= Task description =
In the copy, include every entry exactly but none of the pictures.
========================
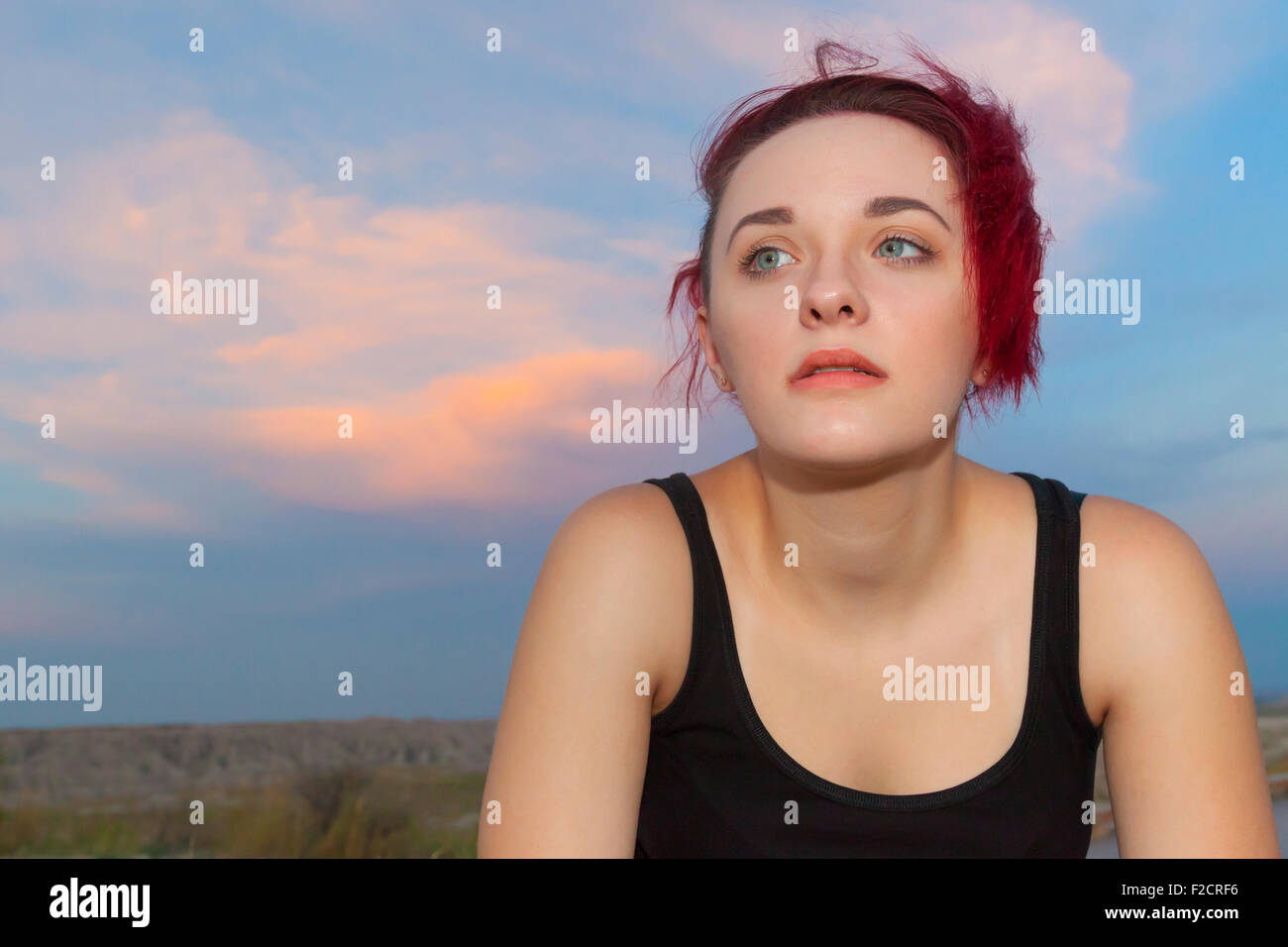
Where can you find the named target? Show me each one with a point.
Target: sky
(516, 167)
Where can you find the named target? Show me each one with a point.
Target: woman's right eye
(750, 263)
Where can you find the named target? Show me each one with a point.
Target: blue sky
(475, 167)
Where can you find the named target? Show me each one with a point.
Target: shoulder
(1179, 702)
(618, 567)
(1147, 594)
(622, 527)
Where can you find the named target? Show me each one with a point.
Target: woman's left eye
(896, 248)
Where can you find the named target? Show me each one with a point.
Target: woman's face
(881, 279)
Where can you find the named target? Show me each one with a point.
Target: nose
(832, 299)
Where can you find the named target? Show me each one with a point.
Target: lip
(835, 359)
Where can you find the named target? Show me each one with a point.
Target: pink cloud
(377, 312)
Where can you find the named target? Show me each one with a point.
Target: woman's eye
(760, 261)
(897, 248)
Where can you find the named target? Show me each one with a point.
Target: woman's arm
(571, 748)
(1183, 758)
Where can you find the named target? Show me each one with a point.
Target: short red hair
(1005, 237)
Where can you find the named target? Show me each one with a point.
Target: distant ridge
(155, 763)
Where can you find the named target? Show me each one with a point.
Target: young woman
(851, 641)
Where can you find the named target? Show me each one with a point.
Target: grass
(394, 812)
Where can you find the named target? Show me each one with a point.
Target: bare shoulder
(1186, 777)
(625, 551)
(571, 746)
(1145, 591)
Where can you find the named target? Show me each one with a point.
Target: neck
(872, 543)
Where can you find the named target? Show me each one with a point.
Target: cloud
(377, 312)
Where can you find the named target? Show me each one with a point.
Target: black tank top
(719, 785)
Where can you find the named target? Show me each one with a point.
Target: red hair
(1005, 237)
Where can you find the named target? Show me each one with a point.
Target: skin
(906, 549)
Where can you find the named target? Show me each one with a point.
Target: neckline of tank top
(862, 799)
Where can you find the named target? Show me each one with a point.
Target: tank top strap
(702, 676)
(1063, 545)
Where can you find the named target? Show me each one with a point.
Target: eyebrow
(877, 206)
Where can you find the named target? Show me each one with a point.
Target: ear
(708, 351)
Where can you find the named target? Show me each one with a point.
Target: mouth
(838, 368)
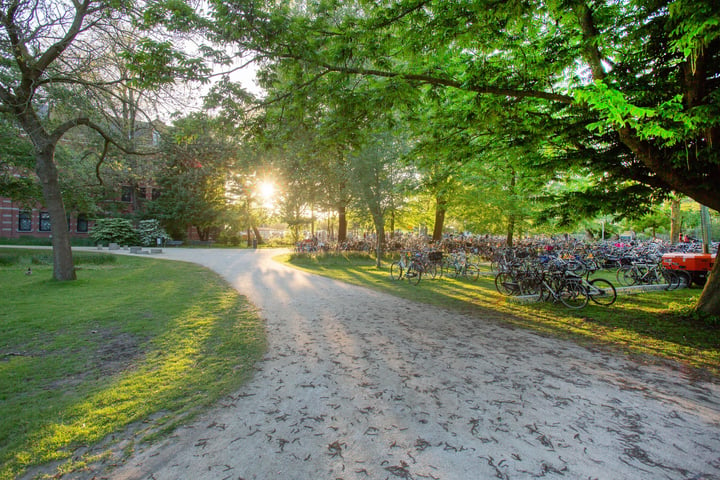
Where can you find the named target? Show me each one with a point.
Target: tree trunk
(674, 220)
(510, 230)
(258, 236)
(342, 224)
(63, 267)
(709, 301)
(440, 209)
(379, 221)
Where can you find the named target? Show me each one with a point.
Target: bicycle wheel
(472, 272)
(413, 274)
(396, 270)
(602, 292)
(574, 295)
(544, 294)
(505, 285)
(627, 276)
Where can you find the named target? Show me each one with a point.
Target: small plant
(114, 230)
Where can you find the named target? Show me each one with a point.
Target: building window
(24, 222)
(82, 226)
(44, 222)
(126, 194)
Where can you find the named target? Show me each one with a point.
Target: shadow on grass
(142, 344)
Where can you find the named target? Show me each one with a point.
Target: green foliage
(149, 231)
(114, 230)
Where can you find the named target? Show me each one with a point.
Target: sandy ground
(361, 385)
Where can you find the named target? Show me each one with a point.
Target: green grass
(134, 345)
(657, 325)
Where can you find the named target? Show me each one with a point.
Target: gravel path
(360, 385)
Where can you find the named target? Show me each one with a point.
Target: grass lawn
(656, 325)
(133, 347)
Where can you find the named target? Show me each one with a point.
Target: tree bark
(510, 230)
(379, 221)
(440, 209)
(258, 235)
(342, 224)
(63, 267)
(675, 220)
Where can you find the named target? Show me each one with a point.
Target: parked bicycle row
(414, 265)
(554, 281)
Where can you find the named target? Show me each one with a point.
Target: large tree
(636, 81)
(53, 64)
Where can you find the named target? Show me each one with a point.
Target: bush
(149, 231)
(114, 230)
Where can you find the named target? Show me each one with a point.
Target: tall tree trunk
(674, 220)
(342, 224)
(63, 268)
(440, 209)
(258, 236)
(510, 230)
(709, 301)
(379, 221)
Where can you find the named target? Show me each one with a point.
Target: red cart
(698, 265)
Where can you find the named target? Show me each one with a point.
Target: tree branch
(438, 81)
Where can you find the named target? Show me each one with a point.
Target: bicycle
(600, 291)
(566, 288)
(458, 265)
(399, 267)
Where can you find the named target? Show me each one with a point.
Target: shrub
(149, 231)
(114, 230)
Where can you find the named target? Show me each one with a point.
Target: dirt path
(360, 385)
========================
= Response to the task =
Where can you find the named target? Show me each one with a point.
Target: sky
(516, 167)
Where can you find the named target? Show me each one with a point.
Target: woman's right eye
(750, 263)
Where can you find the named target? Show me each one with a point.
Target: blue sky
(475, 167)
Where can you find the named target? Show me each one with a point.
Target: shoulder
(1179, 702)
(618, 567)
(1147, 594)
(622, 527)
Where can you find the named target? Show me each one with a point.
Target: woman's left eye
(896, 248)
Where can you find the named target? Show me each one with a point.
Target: woman's face
(881, 279)
Where can you find the named target? Show me each one with a point.
Target: nose
(832, 299)
Where can you find the named target? Show me each one with a point.
Target: lip
(835, 359)
Where can you find the named target? Show me each one with a point.
Target: pink cloud
(377, 312)
Where can you find the named target? Show me each one with a point.
Target: woman's eye
(760, 261)
(897, 248)
Where can you find the named target? Show me each one with a point.
Target: woman's arm
(571, 748)
(1183, 758)
Where can you find the named target? Show me each one with a point.
Target: short red hair
(1005, 237)
Where can you find the named target? Show me each one with a point.
Target: distant ridge
(155, 763)
Where can you find the named target? Show me each one with a point.
Target: young woman
(851, 641)
Where can you find the named target? Show me each one with a point.
Target: grass
(394, 812)
Where can you find the named target? Show me each one with a point.
Target: bare shoulder
(1186, 777)
(625, 551)
(571, 746)
(1145, 591)
Where can you find the named target? Show me each one with a point.
Target: neck
(872, 543)
Where can you find the named target? Show me each one with a point.
Target: cloud
(377, 312)
Where can you find the named target? Show me each one with a point.
Target: black tank top
(719, 785)
Where can you find the named target? Show me each one with a point.
Target: red hair
(1005, 237)
Where can you find the named target? Show me each one with a point.
Target: skin
(906, 549)
Where can you find the named target? Show me each one with a point.
Target: neckline of tank top
(862, 799)
Where can you find the named target? Show me each one with a point.
Target: tank top strap
(702, 676)
(1063, 545)
Where can you find the named target? Show me each one with a point.
Target: eyebrow
(877, 206)
Where can you find the named target? Show me each one with a point.
Target: ear
(708, 351)
Where can you find the named target? Show me each one with a point.
Target: mouth
(838, 368)
Where can you find the named target? Show me each one with a point.
Target: tree trunk
(674, 220)
(510, 230)
(258, 236)
(342, 224)
(63, 267)
(709, 301)
(440, 209)
(379, 221)
Where can you find the named target? Show me each one with a point.
Target: bicycle wheel
(472, 272)
(413, 274)
(396, 270)
(602, 292)
(574, 295)
(544, 294)
(505, 285)
(627, 276)
Where can you find the named target? Show me each one with a point.
Target: small plant
(114, 230)
Where can you find the named target? Show me each one with a point.
Target: building window
(24, 222)
(82, 226)
(44, 222)
(126, 194)
Where can you find the named target? Show me each one with a point.
Target: shadow on grass
(142, 344)
Where can you find the named target? Show me each one with a point.
Target: green foliage
(149, 231)
(114, 230)
Where can you find the named target? Show me each one with a point.
Target: sandy ground
(361, 385)
Where can you find the named target? Show me each one with a point.
Target: green grass
(134, 345)
(657, 325)
Where can you find the named target? Show me each one with a point.
Target: gravel path
(360, 385)
Where can you find the named target? Show me each one with a point.
Target: grass lawn
(656, 325)
(133, 347)
Where can you find the named target? Show me each one with a point.
Target: tree bark
(510, 230)
(379, 221)
(440, 209)
(258, 235)
(342, 224)
(63, 267)
(675, 220)
Where can you find the named target? Show me each one with a point.
Target: parked bicycle row
(414, 265)
(554, 281)
Where can you find the named target? Show me each one with a point.
Target: large tree
(636, 81)
(53, 64)
Where can you find the named target? Show me each one with a point.
Target: bush
(149, 231)
(114, 230)
Where can you find the named target? Show me each one with a point.
Target: tall tree trunk
(674, 220)
(342, 224)
(63, 268)
(440, 209)
(258, 236)
(510, 230)
(709, 301)
(379, 221)
Where can you find the named target? Show me each one with a point.
Target: red cart
(698, 265)
Where can you find the named target? Show me each one with a point.
Target: tree branch
(438, 81)
Where can you find the named target? Show me each one with a point.
Target: bicycle
(600, 291)
(566, 288)
(458, 265)
(399, 267)
Where can you find the named target? Show me each one with a point.
Target: shrub
(149, 231)
(114, 230)
Where can you find the named target? Show me each one with a point.
Target: dirt path
(360, 385)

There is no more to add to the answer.